[Bounding box annotation entries]

· · · · · · ·

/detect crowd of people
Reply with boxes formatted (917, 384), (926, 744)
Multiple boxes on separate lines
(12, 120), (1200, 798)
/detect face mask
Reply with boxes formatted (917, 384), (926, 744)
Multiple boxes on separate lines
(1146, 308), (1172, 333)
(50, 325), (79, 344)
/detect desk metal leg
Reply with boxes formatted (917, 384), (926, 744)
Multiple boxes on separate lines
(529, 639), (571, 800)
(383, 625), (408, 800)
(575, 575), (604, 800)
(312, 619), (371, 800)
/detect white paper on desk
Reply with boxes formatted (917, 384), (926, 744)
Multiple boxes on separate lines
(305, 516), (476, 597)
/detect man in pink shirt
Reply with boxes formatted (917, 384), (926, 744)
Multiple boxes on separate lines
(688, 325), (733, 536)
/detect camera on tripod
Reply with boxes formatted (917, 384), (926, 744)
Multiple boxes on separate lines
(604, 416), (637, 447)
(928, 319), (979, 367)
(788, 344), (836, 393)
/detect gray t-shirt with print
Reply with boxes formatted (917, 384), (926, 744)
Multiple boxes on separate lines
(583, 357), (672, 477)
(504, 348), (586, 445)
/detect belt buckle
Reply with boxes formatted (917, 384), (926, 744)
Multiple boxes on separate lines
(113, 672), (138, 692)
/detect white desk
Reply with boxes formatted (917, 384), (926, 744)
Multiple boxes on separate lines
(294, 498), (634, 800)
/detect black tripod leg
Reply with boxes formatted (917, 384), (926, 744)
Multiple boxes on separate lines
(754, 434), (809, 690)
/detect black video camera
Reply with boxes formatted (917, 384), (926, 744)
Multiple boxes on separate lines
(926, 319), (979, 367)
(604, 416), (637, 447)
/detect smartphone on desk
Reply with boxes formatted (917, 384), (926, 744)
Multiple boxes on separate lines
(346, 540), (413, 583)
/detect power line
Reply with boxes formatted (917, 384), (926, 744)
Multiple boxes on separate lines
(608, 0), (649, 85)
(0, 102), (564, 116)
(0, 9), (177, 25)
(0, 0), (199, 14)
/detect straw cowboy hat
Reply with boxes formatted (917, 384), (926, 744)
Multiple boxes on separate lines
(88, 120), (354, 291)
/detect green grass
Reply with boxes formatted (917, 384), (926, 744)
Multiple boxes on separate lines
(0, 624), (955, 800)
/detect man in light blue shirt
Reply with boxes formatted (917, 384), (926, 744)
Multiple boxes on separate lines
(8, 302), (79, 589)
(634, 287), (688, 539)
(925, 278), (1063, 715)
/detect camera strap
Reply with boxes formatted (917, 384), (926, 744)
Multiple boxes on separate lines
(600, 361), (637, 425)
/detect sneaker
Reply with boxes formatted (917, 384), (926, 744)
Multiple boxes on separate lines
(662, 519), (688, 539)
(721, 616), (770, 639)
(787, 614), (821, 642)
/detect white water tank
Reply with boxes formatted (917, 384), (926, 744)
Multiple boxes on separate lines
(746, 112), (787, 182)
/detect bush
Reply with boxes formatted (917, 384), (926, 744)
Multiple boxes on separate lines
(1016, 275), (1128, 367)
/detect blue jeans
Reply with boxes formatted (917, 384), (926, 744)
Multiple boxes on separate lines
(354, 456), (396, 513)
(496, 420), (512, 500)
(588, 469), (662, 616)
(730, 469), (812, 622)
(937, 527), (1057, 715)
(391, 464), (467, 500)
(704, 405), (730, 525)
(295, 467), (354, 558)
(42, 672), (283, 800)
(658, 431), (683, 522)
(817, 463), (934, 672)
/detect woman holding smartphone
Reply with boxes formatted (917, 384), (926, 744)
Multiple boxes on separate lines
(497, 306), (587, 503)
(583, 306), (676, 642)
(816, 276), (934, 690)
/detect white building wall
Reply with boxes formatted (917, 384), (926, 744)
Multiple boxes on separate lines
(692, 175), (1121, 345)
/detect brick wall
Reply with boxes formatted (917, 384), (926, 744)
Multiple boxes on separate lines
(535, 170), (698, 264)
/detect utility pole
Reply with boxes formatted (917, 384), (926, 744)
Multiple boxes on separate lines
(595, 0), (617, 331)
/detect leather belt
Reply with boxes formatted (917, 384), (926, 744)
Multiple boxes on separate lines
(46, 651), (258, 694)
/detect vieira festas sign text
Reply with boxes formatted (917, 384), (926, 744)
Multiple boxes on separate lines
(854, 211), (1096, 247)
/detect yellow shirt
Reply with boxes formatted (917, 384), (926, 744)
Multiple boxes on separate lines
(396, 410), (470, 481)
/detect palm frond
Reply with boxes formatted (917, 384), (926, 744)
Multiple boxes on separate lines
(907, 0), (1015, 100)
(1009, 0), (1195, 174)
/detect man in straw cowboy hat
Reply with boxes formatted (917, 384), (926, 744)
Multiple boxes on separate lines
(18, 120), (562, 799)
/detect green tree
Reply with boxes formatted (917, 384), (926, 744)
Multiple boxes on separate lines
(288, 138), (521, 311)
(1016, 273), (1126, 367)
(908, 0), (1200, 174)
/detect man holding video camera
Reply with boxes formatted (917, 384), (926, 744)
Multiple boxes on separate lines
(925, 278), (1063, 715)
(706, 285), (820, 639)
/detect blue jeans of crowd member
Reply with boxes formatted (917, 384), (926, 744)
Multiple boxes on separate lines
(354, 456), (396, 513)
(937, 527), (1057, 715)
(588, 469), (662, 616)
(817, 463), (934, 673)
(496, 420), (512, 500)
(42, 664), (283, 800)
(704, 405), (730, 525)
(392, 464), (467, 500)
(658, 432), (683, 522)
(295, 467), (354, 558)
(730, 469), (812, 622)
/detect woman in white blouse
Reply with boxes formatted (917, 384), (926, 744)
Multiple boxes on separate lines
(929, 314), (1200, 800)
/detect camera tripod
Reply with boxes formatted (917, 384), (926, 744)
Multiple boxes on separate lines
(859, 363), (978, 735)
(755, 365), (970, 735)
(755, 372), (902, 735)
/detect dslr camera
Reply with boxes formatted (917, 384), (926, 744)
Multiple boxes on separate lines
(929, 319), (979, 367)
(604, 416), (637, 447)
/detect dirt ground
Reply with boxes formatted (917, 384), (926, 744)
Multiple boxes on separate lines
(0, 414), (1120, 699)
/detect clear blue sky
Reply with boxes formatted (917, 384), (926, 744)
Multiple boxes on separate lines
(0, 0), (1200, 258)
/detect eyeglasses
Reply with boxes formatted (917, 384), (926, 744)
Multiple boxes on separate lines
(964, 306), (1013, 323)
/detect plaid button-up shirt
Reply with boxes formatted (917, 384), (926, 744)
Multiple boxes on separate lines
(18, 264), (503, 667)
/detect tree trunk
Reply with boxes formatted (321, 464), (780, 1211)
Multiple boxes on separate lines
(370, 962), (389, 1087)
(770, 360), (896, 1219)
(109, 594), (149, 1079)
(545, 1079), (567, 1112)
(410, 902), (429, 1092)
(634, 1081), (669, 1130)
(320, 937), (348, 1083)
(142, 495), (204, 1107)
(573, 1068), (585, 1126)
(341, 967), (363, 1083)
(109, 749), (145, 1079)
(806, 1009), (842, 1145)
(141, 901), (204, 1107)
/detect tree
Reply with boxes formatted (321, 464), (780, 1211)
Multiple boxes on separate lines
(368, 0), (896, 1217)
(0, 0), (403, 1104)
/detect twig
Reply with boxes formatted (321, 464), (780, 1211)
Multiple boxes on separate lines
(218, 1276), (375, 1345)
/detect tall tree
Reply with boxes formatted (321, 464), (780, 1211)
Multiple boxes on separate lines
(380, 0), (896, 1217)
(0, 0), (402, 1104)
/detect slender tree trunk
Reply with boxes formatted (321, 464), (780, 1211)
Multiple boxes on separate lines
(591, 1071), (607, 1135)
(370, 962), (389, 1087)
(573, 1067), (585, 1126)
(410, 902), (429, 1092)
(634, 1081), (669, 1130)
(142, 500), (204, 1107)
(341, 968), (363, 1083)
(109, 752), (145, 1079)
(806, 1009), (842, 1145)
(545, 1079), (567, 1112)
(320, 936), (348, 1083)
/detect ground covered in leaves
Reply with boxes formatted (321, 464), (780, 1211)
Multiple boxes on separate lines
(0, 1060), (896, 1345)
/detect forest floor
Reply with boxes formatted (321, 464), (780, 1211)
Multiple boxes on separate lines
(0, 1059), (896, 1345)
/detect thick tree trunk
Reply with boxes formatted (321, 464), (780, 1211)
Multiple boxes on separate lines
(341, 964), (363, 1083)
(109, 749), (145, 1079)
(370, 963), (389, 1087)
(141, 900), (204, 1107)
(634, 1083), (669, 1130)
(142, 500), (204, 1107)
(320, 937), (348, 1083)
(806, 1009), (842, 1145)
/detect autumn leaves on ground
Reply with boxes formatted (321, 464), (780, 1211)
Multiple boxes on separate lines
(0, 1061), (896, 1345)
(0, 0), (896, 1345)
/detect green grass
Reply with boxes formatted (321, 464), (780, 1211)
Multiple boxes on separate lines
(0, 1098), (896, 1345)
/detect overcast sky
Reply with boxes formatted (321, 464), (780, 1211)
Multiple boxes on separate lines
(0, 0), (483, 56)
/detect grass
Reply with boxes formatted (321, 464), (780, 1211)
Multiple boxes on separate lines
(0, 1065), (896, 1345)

· · · · · · ·

Exercise requirements
Arrange the stretch from the line containing "white water tank" through the line containing "(692, 175), (1121, 345)" as a two-column CSV with columns named request and boxes, one row for each request. Put each request's text and its boxes in a single quoted field apiece, turning line breaks into spaces.

Answer for this exercise
request,boxes
"/detect white water tank Reply with boxes formatted (917, 384), (926, 744) Multiple boxes on separate lines","(746, 112), (787, 182)"
"/detect bush Reply with boxes formatted (917, 384), (926, 744) Multiple boxes on separate lines","(1016, 275), (1128, 367)"
"/detect blue jeans Reply with boxes formatted (917, 384), (926, 744) Multiple boxes on separate lines","(354, 456), (396, 513) (496, 420), (512, 500) (588, 469), (662, 616) (730, 469), (812, 622) (937, 527), (1057, 715) (391, 464), (467, 500) (704, 405), (730, 525) (295, 467), (354, 558) (42, 672), (283, 800) (658, 431), (683, 522) (817, 463), (934, 672)"
"/detect woman holding smartphone Reply with boxes formatted (917, 384), (926, 744) Multiple boxes on separate lines","(497, 306), (587, 503) (583, 306), (676, 642) (816, 276), (934, 690)"
"/detect white building wall Reply with boxes formatted (917, 384), (926, 744) Multiple boxes on separate lines","(692, 175), (1121, 345)"